# Start of Dataset records

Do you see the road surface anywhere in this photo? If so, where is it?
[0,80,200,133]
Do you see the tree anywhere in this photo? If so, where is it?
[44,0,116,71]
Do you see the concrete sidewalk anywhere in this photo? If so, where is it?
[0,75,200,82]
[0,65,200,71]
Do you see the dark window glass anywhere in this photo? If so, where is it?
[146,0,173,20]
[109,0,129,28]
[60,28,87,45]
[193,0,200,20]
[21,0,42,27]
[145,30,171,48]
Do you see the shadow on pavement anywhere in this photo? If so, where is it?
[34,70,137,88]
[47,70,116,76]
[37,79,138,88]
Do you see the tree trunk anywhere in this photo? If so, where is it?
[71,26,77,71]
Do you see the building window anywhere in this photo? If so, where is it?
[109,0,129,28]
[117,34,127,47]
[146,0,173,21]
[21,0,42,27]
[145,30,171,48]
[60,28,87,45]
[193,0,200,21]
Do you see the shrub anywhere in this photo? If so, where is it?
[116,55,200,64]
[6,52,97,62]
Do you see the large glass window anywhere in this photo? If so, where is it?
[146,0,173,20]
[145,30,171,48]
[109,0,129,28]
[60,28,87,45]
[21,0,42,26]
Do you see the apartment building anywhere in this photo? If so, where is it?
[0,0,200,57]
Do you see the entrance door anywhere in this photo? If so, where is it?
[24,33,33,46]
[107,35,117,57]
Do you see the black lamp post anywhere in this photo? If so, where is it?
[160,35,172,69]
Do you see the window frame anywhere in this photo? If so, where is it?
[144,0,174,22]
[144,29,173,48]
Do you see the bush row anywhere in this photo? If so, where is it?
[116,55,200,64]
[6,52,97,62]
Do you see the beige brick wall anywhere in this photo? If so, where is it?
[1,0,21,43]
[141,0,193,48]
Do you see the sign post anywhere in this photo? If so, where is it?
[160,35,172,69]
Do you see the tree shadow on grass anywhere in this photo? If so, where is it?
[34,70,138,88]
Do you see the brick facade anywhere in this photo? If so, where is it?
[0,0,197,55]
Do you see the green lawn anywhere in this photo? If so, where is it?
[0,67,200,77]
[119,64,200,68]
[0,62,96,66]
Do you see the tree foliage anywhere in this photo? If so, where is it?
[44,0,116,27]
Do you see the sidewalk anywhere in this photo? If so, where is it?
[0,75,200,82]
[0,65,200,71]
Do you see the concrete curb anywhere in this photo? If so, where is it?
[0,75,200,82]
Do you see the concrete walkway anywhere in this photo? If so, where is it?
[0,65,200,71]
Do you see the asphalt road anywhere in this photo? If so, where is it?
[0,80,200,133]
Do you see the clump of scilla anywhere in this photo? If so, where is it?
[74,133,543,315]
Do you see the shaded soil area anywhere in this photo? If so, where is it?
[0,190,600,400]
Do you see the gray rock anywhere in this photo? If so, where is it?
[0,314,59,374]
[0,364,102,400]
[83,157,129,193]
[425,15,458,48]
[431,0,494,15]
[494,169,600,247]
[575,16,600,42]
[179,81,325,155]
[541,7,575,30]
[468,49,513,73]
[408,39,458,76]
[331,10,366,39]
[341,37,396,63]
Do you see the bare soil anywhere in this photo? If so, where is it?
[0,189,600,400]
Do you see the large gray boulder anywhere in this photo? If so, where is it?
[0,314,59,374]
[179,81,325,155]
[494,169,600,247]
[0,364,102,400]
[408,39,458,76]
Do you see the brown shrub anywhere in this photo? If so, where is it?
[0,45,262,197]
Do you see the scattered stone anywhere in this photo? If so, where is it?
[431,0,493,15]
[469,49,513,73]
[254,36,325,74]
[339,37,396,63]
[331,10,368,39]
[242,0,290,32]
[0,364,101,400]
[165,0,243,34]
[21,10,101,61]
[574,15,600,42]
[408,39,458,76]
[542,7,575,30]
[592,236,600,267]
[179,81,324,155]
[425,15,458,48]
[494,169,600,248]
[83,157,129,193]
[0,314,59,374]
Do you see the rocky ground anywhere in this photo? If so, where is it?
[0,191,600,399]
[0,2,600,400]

# End of Dataset records

* **Task goal**
Retype every one of the entries above, reproducing each line without any alteration.

* **Written reply**
Do you see the road surface anywhere in this photo? If so, where is it?
[0,80,200,133]
Do you see the tree anywhere in this photo? If so, where is it?
[44,0,116,71]
Do you see the concrete sidewalk anywhere in this photo? If so, where is it?
[0,75,200,82]
[0,65,200,71]
Do you see the dark window glass anywhere in this photo? If so, where is it?
[146,0,173,20]
[109,0,129,28]
[60,28,87,45]
[193,0,200,20]
[21,0,42,27]
[145,30,171,48]
Do you see the shadow on pavement anywhere in this photo? If so, where is it?
[34,70,137,88]
[47,70,116,76]
[37,79,138,88]
Do you see the tree trunk anywhere in this photo? If so, where is it?
[71,26,77,71]
Do you see the building window anywhere in this photo? If so, where is it?
[109,0,129,28]
[117,34,127,47]
[146,0,173,21]
[21,0,42,27]
[145,30,171,48]
[60,28,87,45]
[193,0,200,21]
Do you see the shrub anywhere in this photo? If so, where is it?
[116,55,200,64]
[6,52,97,62]
Do you see the large glass window anywhere in this photo? If so, where is it?
[146,0,173,20]
[145,30,171,48]
[109,0,129,28]
[60,28,87,45]
[21,0,42,26]
Do you see the apartment building anywhere in this photo? If so, where is it?
[0,0,200,57]
Do you see the entrance door anywhere in this photo? If so, where is it?
[24,33,33,46]
[107,35,117,57]
Do you see the black lamp post anywhere in this photo? If so, where is it?
[160,35,172,69]
Do you see the window frame anywhere in this photo? If so, where is it?
[144,0,174,22]
[144,29,173,48]
Do you see the bush row anywhere in this photo? If so, where is it?
[116,55,200,64]
[6,52,97,62]
Do you see the beige brick wall anywhere in this photo? If so, where is it?
[1,0,21,43]
[141,0,193,48]
Do you see the sign post anywhere in this photo? If so, where is it?
[160,35,172,69]
Do you see the tree shadow on grass anywhere in this photo? If so, where is it?
[34,70,138,88]
Do you see the brick facade anywhere in this photo? If so, where is it?
[0,0,197,55]
Do you see the green lawn anywhere in this photo? If so, where is it?
[0,67,200,77]
[119,64,200,68]
[0,62,96,66]
Do you see the tree foliage anywhere in this photo? If so, where is it?
[44,0,116,27]
Do you see the sidewalk anywhere in this photo? If so, where is it?
[0,75,200,82]
[0,65,200,71]
Do you see the concrete curb anywhere in this photo? If so, where is it?
[0,75,200,82]
Do you see the concrete walkway anywhere in this photo? If so, where is it?
[0,65,200,71]
Do you see the asphalt road anywhere in this photo? If so, where is it?
[0,80,200,133]
Do you see the clump of scilla anywhere in this photo? If so, where is it?
[74,133,543,315]
Do you see the shaded soil area anywhere in this photo? If so, where is it?
[0,190,600,400]
Do you see the gray rock anywhere in this photo? If so, where is it?
[0,314,59,374]
[0,364,102,400]
[83,157,129,193]
[425,15,458,48]
[431,0,494,15]
[494,169,600,247]
[575,16,600,42]
[179,81,325,155]
[541,7,575,30]
[468,49,513,73]
[408,39,458,76]
[331,10,366,39]
[341,37,396,63]
Do you see the bare soil anywhere in this photo? If so, where is it?
[0,189,600,400]
Do you see the large gray boulder anywhere in this photo? If so, where is it?
[0,314,59,374]
[179,81,325,155]
[494,169,600,247]
[0,364,102,400]
[408,39,458,76]
Do you see the brown shrub anywhere in this photo? If so, where is it?
[0,45,262,197]
Do you see the scattered stone anywhere in this photo? If so, where is it?
[431,0,493,15]
[469,49,513,73]
[254,36,325,74]
[339,37,396,63]
[331,10,368,39]
[242,0,290,32]
[0,364,101,400]
[165,0,243,34]
[21,10,101,61]
[574,15,600,42]
[408,39,458,76]
[542,7,575,30]
[592,236,600,267]
[179,81,324,155]
[425,15,458,48]
[494,169,600,248]
[83,157,129,193]
[0,314,59,374]
Do you see the rocky ground anywhere in this photo? If so, where is it?
[0,191,600,399]
[0,2,600,400]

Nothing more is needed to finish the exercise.